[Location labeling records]
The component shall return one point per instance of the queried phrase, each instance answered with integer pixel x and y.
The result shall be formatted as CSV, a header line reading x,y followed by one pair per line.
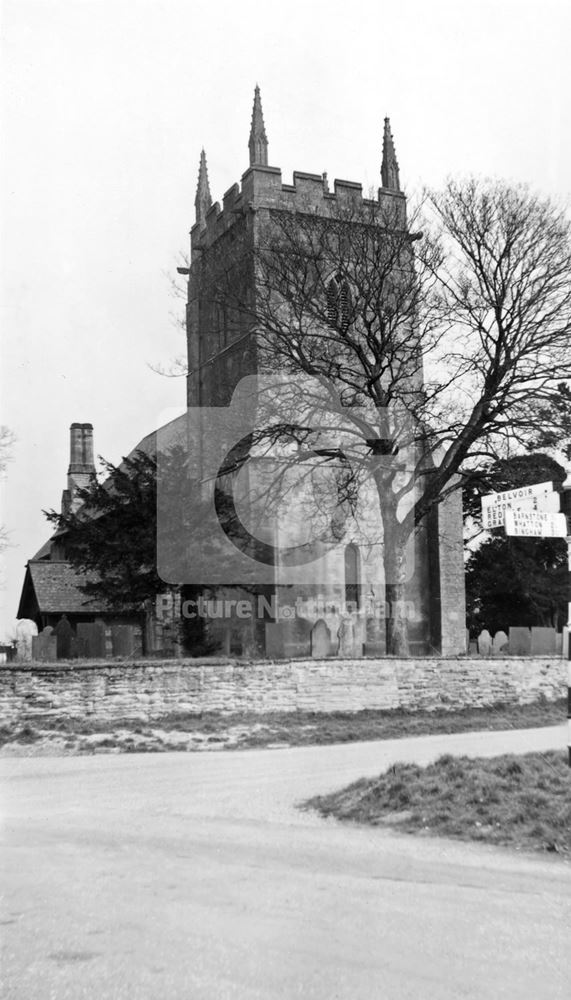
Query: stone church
x,y
342,612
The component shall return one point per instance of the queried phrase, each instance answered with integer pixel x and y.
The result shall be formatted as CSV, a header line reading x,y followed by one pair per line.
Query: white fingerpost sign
x,y
539,496
535,524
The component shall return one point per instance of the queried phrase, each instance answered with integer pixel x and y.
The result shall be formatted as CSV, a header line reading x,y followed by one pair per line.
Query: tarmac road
x,y
194,877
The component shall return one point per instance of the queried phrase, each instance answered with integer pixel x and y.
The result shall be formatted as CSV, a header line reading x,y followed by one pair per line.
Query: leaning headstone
x,y
26,629
64,635
123,640
520,641
44,647
346,637
542,641
320,640
375,636
500,643
484,643
93,634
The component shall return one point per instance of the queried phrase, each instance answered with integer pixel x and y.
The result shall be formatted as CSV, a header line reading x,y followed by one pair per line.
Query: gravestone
x,y
64,636
375,637
123,640
520,641
288,638
320,640
26,629
500,643
44,646
346,637
484,643
93,635
542,641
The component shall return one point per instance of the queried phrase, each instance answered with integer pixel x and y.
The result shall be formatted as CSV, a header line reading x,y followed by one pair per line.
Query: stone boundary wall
x,y
148,691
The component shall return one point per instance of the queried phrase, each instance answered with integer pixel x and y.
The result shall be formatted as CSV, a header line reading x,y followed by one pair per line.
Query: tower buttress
x,y
389,166
258,141
203,199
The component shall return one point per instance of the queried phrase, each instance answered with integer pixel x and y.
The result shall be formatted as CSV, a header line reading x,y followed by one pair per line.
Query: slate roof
x,y
57,589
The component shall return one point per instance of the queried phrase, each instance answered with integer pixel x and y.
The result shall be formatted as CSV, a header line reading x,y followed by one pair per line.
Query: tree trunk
x,y
396,576
396,604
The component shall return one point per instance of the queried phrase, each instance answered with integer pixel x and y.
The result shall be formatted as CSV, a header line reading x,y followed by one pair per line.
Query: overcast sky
x,y
106,105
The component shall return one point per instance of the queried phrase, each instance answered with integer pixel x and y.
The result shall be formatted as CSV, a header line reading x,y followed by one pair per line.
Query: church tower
x,y
224,347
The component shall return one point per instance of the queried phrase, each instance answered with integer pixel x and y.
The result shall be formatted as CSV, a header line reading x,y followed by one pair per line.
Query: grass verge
x,y
248,730
523,802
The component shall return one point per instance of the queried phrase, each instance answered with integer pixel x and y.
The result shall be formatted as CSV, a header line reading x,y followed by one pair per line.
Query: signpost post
x,y
567,514
533,512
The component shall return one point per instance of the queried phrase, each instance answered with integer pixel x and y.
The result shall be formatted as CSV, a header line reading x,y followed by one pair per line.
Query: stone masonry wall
x,y
148,691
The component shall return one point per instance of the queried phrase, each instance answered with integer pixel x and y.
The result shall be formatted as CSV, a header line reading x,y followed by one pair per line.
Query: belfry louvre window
x,y
352,589
338,303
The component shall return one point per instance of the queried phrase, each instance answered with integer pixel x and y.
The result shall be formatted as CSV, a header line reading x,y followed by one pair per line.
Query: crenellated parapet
x,y
262,188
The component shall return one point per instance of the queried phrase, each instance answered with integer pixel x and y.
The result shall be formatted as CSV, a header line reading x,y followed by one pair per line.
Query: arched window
x,y
352,588
339,303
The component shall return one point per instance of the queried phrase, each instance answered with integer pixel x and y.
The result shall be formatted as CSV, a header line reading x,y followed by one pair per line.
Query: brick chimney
x,y
81,464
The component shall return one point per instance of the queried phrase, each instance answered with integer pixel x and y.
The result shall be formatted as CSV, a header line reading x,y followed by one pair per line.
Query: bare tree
x,y
429,338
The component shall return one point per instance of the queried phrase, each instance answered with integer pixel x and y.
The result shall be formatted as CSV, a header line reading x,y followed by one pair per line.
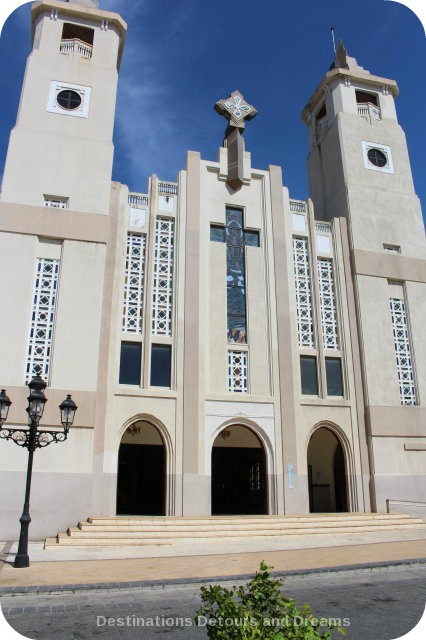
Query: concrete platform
x,y
70,568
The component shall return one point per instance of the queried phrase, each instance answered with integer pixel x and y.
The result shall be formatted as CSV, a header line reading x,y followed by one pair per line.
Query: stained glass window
x,y
235,276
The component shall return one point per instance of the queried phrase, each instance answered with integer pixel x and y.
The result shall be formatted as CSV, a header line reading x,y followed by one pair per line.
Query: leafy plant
x,y
257,610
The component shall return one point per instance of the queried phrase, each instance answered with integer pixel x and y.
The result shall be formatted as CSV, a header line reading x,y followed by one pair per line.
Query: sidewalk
x,y
114,568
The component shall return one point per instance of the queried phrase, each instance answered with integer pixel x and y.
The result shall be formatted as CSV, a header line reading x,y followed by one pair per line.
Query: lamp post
x,y
33,439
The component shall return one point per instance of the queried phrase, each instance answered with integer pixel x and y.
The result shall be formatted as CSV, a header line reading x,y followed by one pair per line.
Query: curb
x,y
57,589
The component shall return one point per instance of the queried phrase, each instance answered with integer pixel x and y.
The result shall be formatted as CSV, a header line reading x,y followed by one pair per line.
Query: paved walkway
x,y
189,567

**AIM:** Count the lines in the data above that contain the string "wall", treating uppercase and lowercase as different. Give only the number.

**EXERCISE SOLUTION:** 2